---- Source information

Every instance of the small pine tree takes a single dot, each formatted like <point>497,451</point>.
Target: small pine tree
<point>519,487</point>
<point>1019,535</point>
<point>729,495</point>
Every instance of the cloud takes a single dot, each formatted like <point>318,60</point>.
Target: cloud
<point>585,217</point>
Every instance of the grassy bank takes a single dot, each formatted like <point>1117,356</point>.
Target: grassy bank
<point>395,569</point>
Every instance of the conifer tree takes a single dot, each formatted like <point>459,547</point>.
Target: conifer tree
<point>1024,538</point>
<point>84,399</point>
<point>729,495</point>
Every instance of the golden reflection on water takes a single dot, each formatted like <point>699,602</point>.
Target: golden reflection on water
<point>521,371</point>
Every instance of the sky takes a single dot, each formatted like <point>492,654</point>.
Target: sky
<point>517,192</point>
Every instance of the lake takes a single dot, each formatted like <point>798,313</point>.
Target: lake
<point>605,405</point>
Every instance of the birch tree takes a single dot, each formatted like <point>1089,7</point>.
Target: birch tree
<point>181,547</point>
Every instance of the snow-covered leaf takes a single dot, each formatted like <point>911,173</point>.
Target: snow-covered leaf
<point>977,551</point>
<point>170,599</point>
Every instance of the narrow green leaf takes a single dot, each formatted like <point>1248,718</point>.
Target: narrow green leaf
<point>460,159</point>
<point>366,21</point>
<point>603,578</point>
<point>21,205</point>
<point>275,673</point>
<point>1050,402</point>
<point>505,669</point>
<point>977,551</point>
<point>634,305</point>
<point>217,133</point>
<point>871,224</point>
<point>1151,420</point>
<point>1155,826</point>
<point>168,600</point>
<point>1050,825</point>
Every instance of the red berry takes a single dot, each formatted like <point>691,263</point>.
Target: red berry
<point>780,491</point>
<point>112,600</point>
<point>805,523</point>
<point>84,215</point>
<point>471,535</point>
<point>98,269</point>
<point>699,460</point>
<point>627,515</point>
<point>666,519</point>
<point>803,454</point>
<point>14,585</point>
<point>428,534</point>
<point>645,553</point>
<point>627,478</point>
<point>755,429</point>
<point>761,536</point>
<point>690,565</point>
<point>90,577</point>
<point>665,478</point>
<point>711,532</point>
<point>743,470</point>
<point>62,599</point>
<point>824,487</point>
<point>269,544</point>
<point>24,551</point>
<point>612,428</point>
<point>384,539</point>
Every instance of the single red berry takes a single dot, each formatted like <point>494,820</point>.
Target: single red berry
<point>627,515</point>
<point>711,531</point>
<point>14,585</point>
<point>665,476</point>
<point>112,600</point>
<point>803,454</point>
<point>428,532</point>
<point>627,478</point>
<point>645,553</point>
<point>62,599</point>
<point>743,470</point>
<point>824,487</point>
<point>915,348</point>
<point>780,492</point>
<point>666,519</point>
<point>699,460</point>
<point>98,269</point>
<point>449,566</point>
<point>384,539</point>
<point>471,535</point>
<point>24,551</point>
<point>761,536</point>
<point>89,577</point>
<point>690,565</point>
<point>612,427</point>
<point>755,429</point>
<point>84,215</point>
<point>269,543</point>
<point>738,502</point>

--------

Problem statement → Tell how many lines in the data hold the string "takes". Only the number is wanted.

The answer → 12